### ASSIGNED TASK 1
Answer these from the passage on West Indies cricket, one line each:
(a) Which head coach lost his post after the World Cup?
(b) How many of their 26 games did West Indies lose between May 2015 and the end of the World Cup campaign?
(c) From whom did Taylor take over the leadership, and when?
### ASSIGNED TASK 2
Decide whether each statement agrees with the passage on West Indies cricket, answering yes or no and quoting the words that settle it:
(a) The underdog story at the World T20 ended at Eden Gardens on April 3.
(b) Taylor said she was prepared to question the board over whom it fires and hires.
(c) Taylor lost five of her 15 T20I assignments during the period.
### ASSIGNED TASK 3
Pick up the passage on West Indies cricket after its final sentence and write what follows.

### SELECTED EXTRACT
....

It’s no surprise that Taylor attaches so much currency to the fans’ perception. In last year’s World T20, the team fought their way through tears to live out the perfect ending to the underdog story at Eden Gardens on April 3 and enthralled cricket-lovers the world over with a collective display of might. After all, dethroning the Australians requires rallying around each other as a unit and fierce team-work (unless your surname is Kaur).
The follow-up to the 50-overs World Cup, however, has been starkly different so far.
Like any other instance of a dismal campaign at a world event, the aftermath of West Indies’ World Cup performance prompted the axing of the team’s management, including head coach Vasbert Drakes who had overseen the side even at the World T20 in 2016 after his appointment the previous year. Weighing in on the management restructure, Taylor said the team can only “accept, adjust and adapt to” such uncontrollables.
“I’m not sure why a decision like that was made. A few players may have been a bit disappointed [with the decision], given we were close to the previous management. To see how it happened is a bit disappointing, but these are things we can’t control. They [the board] did what they had to do, and I am not in a position to question the board on whom they fire and hire.”
A scrutiny of their performance in the 50-overs format in the recent past reveals an anomaly that’s hard to overlook. Between their first Women’s Championship match in May 2015, through to the end of their World Cup campaign in July this year, West Indies lost 14 of their 26 games and were bowled out ten times inside 50 overs during those losses. Only in three of the remaining four defeats, did they manage to bat out the entire innings. Taylor, who took over the leadership reins from Merissa Aguilleira in September 2015, led the side in 12 of those 14 losses. However, she lost only thrice in her 15 T20I assignments, during the period, with one ending in a tie.
Identifying reasons behind conceding big-margin defeats in ODIs requires the team and the board to look both without and within. Taylor believes a mix of technical frailties produced by inadequacies in the domestic set-up, clubbed with some sort of mental inhibition have been at the heart of their struggles in 50-overs cricket.
“That mindset of batting through a whole day, which essentially means 100 overs, can be developed only when we play more longer-format games – both at the international and domestic level.

....

### DATASET EXCERPTS

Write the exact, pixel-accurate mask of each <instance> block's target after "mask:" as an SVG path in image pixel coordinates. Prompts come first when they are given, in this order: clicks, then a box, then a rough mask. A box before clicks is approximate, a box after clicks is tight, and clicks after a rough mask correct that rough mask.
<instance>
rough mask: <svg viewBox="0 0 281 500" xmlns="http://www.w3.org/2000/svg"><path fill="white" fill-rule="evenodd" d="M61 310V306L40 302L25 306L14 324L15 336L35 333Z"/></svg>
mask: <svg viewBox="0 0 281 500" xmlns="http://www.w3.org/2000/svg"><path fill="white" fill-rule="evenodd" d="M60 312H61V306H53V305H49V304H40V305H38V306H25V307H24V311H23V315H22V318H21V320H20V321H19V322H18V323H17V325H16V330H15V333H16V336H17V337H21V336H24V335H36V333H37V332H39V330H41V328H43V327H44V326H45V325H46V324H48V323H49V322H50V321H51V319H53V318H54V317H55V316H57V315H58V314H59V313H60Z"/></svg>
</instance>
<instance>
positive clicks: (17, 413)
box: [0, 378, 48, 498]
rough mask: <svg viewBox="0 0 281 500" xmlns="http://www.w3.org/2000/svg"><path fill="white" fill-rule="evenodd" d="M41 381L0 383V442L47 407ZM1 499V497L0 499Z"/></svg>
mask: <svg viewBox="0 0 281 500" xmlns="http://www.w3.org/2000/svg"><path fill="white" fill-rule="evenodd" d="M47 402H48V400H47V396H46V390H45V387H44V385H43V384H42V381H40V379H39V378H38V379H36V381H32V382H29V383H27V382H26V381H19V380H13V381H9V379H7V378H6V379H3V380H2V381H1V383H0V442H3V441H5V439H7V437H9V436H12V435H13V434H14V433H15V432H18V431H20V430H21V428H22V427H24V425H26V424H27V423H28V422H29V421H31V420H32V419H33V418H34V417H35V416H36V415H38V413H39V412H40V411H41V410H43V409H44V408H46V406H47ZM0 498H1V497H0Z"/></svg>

....

### TASK OUTPUT 1
(a) Vasbert Drakes
(b) 14
(c) Merissa Aguilleira, in September 2015

### TASK OUTPUT 2
(a) Yes: "live out the perfect ending to the underdog story at Eden Gardens on April 3"
(b) No: "I am not in a position to question the board on whom they fire and hire."
(c) No: "she lost only thrice in her 15 T20I assignments, during the period"

### TASK OUTPUT 3
“We need to play more 50-overs cricket. Yeah, we might be a good T20 team, but we play ODIs as well. We need to have more game time in that format so we can improve. I did have some conversation with the board regarding having three-dayers and four-dayers in the longer format, just to try and get that temperament stronger.”
With 22 points from 21 matches, West Indies narrowly evaded having to grind it out in the qualifying tournament for this year’s World Cup, after earning automatic qualification through a fourth-place finish in the inaugural Women’s Championship.
Taylor’s assessment of the team’s struggles rules out any insecurity borne out of non-performance, though. “If you look at the structure of our team, most of us, except maybe for two or three players, have been in the team for close to three years. Some of us have been together for a long time, around seven years. So I don’t think there is any insecurity at the back of their minds. However, as players we need to be honest with ourselves, and ask, ‘Are we doing enough to stay in the team?'”
When asked if the management has tried to identify players who may be better suited to the different styles of play required in the two limited-overs formats, Taylor’s response was grounded in reality, albeit one that doesn’t bode well for the health of women’s cricket in the West Indies and in general.
“We haven’t been able to narrow down to any such player so far. It’s kind of hard to choose seven to eight players separately for ODIs and T20s, because we don’t have a substantial pool of players.”
In the West Indies, scouting of young talent for the national side mostly relies on the West Indies Regional Women’s Tournament, comprising the Super50 and Twenty20 competitions, but the quality of cricket in these competitions, by Taylor’s own admission, may be subject to debate.
“It’s not the best. Every year we come together for a tournament that lasts for about three weeks. That’s definitely not good enough to try and build international players and even younger players coming through.
“We need to structure our cricket here better. If we can get it right, we could definitely get better as a 50-overs side. Our regional cricket is not so good, so a set-up needs to be put in place to create a pool of youngsters.”
Elaborating on the paucity of “polished” players in the domestic inventory, Taylor, who hails from Jamaica, cited the Kiddy Cricket programme – a flagship initiation programme managed by the West Indies board at the primary-school level – as one that could be used as a template for building the senior side. Having produced men’s international cricketers such as Kraigg Brathwaite, Shai Hope, Roston Chase and Jermaine Blackwood, along with women’s fast bolwers Britney Cooper, Kiddy Cricket has been catering to both genders since 1999 – much before women’s cricket was integrated into the operations of the West Indies board in 2006.
“In Jamaica, Kiddy Cricket has yielded players as young as five and six from primary school. If you ask some random kid in the country if they’ve played Kiddy Cricket, they’d say yes. The structure is there, so maybe West Indies could have a set-up at a bigger level like that.”
Echoing Taylor’s thoughts on the need for an overhaul of domestic cricket, Aguilleira, the former captain, underlined the non-uniformity of cricketing engagements across the Caribbean as being detrimental to the national side’s growth.
“The depth of cricket in different parts of the Islands is not the same. In Trinidad and Tobago, my country, there’s cricket through the year: the Under-19s, the secondary-school [competitions]. So the younger girls are able to experience cricket in the form of T20 competitions, the 40-over games, and the knockouts. We even have some of the other girls coming over [to our island] and playing in our competitions. But not all the countries have a proper set-up to sustain the players. When you think about the level of domestic cricket being played there, it’s not something that could compete with the Australians and the English set-up.”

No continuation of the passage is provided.